Every line of the data must be copied exactly.

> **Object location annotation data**
****************************************

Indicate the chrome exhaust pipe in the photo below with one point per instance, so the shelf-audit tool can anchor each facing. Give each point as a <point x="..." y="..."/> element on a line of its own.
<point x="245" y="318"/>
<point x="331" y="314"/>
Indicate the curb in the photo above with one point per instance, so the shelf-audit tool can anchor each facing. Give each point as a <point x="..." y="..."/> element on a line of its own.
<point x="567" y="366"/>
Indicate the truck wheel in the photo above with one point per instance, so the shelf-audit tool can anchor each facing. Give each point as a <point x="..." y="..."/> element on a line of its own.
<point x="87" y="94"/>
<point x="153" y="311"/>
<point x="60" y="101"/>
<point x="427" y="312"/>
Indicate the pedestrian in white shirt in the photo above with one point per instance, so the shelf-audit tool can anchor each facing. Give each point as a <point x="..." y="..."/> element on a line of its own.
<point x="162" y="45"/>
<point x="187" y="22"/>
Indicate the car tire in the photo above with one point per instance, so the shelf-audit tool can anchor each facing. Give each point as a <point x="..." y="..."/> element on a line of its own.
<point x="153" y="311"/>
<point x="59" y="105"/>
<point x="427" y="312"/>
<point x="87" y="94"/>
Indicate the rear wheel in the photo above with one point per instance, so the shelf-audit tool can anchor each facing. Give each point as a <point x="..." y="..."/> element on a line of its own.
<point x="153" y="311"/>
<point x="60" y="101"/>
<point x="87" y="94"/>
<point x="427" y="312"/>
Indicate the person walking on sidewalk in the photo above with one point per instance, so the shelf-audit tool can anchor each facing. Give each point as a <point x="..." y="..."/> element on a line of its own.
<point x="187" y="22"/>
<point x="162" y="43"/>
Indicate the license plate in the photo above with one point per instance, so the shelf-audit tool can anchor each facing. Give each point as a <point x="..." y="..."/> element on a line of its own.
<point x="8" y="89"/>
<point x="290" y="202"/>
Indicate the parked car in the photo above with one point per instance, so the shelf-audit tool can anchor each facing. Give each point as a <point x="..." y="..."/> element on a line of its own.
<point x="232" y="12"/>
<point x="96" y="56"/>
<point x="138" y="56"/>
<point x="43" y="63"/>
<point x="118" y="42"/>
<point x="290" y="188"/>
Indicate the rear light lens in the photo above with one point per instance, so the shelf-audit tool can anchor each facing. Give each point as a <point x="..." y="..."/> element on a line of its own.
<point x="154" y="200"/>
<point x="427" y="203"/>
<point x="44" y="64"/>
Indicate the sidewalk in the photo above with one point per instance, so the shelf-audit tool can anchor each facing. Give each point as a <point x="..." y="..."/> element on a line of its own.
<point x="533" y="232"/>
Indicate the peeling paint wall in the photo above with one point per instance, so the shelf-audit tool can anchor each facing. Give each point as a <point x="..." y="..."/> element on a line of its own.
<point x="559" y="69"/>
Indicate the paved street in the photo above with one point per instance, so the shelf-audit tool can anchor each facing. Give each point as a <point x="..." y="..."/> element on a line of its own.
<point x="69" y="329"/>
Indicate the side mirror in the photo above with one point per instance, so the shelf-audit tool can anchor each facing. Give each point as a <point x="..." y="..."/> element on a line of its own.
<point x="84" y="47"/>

****************************************

> **EXERCISE OUTPUT**
Indicate the chrome exhaust pipe in the photo below with one point per instance, so the shelf-audit tool can anchor each facing. Give each point as a <point x="..." y="..."/> element on a line of its own.
<point x="245" y="318"/>
<point x="331" y="314"/>
Indicate the curb in the photo above with one point per instance, so the shelf-audit tool can anchor each facing. Give each point as a <point x="..." y="..."/> element on a line of its own.
<point x="567" y="366"/>
Indicate the truck wheel in the photo above with one point per instance, so the shelf-audit tool can anchor each facing. Give each point as a <point x="..." y="..."/> element on a line of its own.
<point x="87" y="94"/>
<point x="153" y="311"/>
<point x="60" y="101"/>
<point x="427" y="312"/>
Indicate the pedestrian in white shirt in the photo above with one point per instance, so the shelf-audit tool can anchor each facing. Give each point as a <point x="..." y="..."/> element on a line of its own.
<point x="162" y="45"/>
<point x="187" y="22"/>
Indicate the car tire in the photo above with one point per instance, so the shelf-audit tool can anchor each facing. Give each point as a <point x="..." y="..."/> element on a line of its own.
<point x="153" y="311"/>
<point x="59" y="105"/>
<point x="427" y="312"/>
<point x="87" y="94"/>
Indicate the rear wheel in the photo above with one point per instance, so the shelf-audit tool can anchor each facing. Give each point as a <point x="..." y="..."/> element on a line of its own.
<point x="153" y="311"/>
<point x="60" y="101"/>
<point x="87" y="94"/>
<point x="427" y="312"/>
Indicate the person walking on sidewalk in the photo above with one point per instance, so the shelf-audit tool can anchor each facing. Give each point as a <point x="..." y="..."/> element on a line of its own.
<point x="187" y="22"/>
<point x="162" y="43"/>
Indicate the license plate in the photo above with one point per instance, so the shelf-audit tool can anchor each facing. Give each point as a <point x="..." y="..."/> element on a line of its own.
<point x="8" y="89"/>
<point x="290" y="202"/>
Indicate the parked car in the photo above with one point per instance, so the shelf-audit tool can anchor each facing. Give each point as a <point x="..." y="..."/> element on a line of its own.
<point x="232" y="12"/>
<point x="96" y="56"/>
<point x="138" y="56"/>
<point x="43" y="63"/>
<point x="118" y="42"/>
<point x="290" y="188"/>
Indicate the rear light lens in the photo above with one point per instance, so the shelf-audit tool can anchor each facing. Give each point as a <point x="..." y="..."/> element on a line of its own.
<point x="154" y="200"/>
<point x="427" y="203"/>
<point x="44" y="64"/>
Indicate the sidewalk in the photo above with one point per instance, so the shelf-audit tool can anchor each facing. Give each point as a <point x="..." y="..."/> element on a line of its own.
<point x="533" y="232"/>
Indicate the peeling paint wall in the photo above with one point per instance, so the shelf-audit tool can anchor each facing. Give each point as a <point x="..." y="..."/> element on a line of its own.
<point x="559" y="69"/>
Indicate the paved street in the photo above with one point per instance, so the shelf-audit tool can anchor each facing. Give each point as a <point x="..." y="..."/> element on a line of its own.
<point x="69" y="329"/>
Indicate the side mirror in the photo above with one point per instance, so the shelf-audit tool can anchor each facing. Give each point as a <point x="..." y="..."/> element on a line of its own.
<point x="84" y="47"/>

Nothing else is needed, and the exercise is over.